▸ Directive 1: In the subject reference systems text below, which BnF authorities does RAMEAU indexing use?

▸ Selected extract:

>> start

Subject reference systems

Indexing expresses the subject of an item by analyzing that item. In this way, all items covering a given subject, irrespective of the medium, can be found in a catalog. BnF uses various reference systems to index materials.


BnF has been using RAMEAU for analytical indexing since 1980. RAMEAU is a directory of interlinked subject authority records that contain vocabulary and information used to construct subject headings in a bibliographic file. Together, these records constitute the National Authority List, which is managed by the National RAMEAU Center. RAMEAU indexing uses BnF authorities (names of persons, corporate bodies, and titles) for studies on these subjects. This indexing covers all types of materials (printed, audiovisual, graphic, etc.) and enables subject searches to be carried out in the catalogs.

>> end

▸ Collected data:

>> start

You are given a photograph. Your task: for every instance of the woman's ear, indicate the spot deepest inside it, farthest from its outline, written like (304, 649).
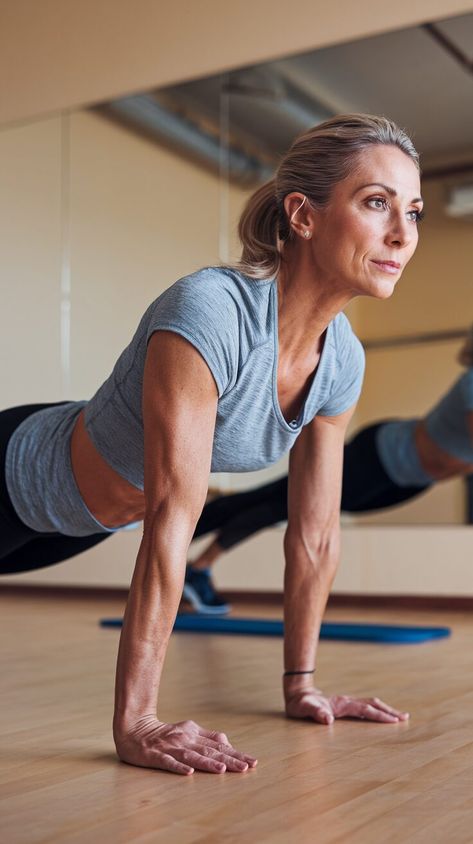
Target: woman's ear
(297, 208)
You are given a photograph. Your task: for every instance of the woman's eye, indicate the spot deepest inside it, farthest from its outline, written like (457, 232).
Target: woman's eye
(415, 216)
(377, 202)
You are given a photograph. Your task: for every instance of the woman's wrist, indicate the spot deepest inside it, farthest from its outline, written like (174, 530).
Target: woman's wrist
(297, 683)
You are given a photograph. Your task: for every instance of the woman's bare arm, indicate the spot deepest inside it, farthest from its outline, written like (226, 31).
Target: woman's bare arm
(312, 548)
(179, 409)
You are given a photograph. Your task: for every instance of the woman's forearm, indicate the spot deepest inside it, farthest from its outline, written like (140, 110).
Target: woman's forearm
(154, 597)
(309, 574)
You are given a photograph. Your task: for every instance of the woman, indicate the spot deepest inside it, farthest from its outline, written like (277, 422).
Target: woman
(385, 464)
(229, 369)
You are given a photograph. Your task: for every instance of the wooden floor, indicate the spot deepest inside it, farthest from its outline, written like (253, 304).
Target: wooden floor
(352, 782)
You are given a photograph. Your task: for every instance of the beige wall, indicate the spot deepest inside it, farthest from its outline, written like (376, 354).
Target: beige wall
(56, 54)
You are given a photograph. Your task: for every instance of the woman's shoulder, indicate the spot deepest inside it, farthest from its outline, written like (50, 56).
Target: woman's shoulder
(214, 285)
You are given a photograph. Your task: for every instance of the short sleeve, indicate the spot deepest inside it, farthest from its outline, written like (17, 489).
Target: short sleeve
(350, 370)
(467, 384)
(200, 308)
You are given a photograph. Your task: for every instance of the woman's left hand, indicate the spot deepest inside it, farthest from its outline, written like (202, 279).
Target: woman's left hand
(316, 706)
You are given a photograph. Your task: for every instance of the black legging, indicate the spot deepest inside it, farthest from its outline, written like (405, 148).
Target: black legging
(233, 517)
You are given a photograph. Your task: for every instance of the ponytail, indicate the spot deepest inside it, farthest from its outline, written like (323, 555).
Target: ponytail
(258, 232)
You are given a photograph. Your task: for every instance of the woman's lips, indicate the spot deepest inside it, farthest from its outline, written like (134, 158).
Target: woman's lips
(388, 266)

>> end
>> start

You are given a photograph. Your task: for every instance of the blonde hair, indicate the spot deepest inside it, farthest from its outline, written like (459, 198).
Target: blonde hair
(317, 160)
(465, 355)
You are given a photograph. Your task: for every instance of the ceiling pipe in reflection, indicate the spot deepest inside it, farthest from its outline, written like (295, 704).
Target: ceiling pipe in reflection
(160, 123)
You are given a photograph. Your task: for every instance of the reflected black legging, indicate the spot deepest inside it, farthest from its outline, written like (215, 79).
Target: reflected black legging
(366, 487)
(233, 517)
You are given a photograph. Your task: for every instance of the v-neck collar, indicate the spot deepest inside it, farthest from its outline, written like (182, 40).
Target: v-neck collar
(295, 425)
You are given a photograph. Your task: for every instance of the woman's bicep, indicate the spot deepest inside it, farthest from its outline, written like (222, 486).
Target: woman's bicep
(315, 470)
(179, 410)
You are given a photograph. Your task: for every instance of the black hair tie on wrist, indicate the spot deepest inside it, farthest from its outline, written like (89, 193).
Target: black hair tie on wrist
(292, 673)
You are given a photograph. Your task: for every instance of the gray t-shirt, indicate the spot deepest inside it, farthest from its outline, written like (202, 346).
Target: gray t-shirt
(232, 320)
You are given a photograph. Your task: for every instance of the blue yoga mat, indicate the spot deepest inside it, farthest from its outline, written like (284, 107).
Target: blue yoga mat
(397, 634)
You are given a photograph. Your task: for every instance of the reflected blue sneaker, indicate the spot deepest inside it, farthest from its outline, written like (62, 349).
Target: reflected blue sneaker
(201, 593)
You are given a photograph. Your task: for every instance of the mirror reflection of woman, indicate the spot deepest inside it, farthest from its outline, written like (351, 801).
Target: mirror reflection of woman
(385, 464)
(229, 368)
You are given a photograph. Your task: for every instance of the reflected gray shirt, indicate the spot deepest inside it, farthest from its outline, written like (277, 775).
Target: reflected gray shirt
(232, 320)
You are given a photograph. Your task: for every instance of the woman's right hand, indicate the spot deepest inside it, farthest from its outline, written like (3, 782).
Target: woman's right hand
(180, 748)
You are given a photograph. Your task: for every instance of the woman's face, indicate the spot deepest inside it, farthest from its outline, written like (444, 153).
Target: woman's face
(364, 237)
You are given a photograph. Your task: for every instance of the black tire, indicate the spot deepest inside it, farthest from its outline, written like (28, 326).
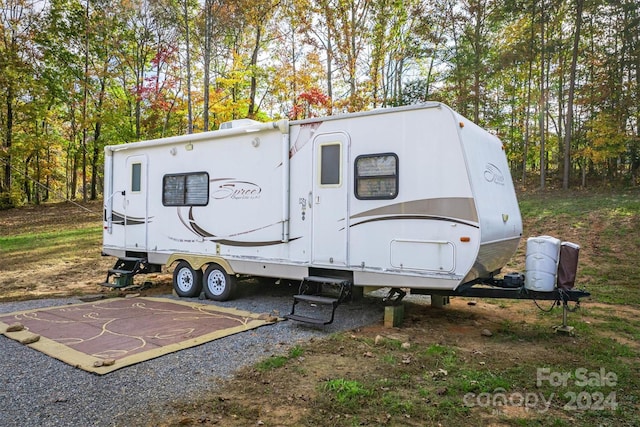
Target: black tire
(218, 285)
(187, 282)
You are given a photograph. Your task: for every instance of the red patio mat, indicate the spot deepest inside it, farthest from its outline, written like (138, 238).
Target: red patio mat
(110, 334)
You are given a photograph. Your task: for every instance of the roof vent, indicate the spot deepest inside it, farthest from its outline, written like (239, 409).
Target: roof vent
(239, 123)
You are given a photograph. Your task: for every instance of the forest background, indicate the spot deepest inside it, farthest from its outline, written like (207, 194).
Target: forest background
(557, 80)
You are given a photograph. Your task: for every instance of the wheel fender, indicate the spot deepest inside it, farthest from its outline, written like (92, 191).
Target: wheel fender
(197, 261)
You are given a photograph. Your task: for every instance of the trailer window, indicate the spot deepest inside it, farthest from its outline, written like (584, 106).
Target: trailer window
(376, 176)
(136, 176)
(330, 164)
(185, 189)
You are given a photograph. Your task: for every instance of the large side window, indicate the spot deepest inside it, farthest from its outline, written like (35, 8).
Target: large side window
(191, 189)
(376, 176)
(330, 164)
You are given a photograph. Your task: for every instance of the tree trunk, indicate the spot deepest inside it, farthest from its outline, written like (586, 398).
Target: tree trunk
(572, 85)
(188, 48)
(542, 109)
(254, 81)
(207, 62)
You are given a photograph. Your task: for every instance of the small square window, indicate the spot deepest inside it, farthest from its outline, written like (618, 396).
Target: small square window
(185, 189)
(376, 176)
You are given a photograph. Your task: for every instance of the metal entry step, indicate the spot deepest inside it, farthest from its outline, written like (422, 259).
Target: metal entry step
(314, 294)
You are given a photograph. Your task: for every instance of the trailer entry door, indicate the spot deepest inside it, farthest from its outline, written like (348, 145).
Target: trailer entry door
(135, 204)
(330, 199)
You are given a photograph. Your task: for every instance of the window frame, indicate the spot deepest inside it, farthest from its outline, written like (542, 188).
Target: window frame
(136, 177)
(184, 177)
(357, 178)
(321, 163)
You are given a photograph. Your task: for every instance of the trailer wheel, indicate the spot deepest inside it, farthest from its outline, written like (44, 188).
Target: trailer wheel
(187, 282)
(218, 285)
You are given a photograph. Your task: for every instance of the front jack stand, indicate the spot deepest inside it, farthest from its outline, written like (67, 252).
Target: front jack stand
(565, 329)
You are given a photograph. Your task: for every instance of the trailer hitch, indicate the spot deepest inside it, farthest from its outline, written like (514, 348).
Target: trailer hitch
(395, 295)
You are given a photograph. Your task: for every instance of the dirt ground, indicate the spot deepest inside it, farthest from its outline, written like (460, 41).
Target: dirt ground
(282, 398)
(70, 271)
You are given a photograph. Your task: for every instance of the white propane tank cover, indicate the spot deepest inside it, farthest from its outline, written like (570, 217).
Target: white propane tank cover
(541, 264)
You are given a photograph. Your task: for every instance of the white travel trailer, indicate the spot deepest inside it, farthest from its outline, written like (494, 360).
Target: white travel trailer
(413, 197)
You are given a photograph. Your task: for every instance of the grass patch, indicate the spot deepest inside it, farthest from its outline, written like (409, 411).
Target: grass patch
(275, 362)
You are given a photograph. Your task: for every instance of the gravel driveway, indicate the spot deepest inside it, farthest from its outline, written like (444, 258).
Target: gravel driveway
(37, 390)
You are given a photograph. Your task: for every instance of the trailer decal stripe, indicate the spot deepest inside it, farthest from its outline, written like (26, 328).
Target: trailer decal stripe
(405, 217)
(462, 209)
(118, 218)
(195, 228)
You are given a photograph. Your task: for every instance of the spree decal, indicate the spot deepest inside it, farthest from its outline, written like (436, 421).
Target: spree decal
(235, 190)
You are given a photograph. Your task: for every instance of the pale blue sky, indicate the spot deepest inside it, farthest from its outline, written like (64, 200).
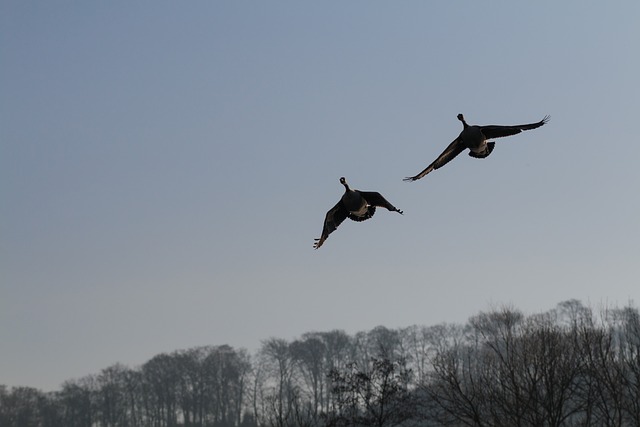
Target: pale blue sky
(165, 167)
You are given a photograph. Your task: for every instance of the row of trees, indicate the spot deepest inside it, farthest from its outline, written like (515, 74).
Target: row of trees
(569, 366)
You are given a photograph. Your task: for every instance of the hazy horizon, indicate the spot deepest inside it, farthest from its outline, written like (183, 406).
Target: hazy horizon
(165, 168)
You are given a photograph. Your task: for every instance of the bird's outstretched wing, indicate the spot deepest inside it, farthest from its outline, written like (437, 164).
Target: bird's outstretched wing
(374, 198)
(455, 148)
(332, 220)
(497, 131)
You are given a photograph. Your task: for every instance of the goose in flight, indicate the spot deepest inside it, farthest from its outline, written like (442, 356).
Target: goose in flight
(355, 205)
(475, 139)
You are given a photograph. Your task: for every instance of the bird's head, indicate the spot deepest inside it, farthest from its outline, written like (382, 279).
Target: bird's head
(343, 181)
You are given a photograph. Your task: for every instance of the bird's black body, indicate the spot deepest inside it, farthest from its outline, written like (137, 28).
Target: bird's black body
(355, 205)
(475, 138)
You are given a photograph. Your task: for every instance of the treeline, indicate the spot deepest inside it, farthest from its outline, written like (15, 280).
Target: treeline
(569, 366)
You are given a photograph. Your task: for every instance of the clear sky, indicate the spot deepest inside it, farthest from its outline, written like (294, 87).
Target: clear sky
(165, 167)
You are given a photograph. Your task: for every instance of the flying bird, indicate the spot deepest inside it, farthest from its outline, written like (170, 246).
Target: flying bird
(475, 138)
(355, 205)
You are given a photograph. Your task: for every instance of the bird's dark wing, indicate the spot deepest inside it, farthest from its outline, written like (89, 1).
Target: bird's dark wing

>> end

▸ Directive 2: Which lines in the entries above contain the word "tire"? List each one in full.

▸ Full output 1: Names of persons, names of corporate bodies, and titles.

▸ Full output 2:
You are given a photograph. Your task: for every instance of the black tire, indicate the spot deepest inside it, farthest from its outline, written like (28, 326).
Target: black tire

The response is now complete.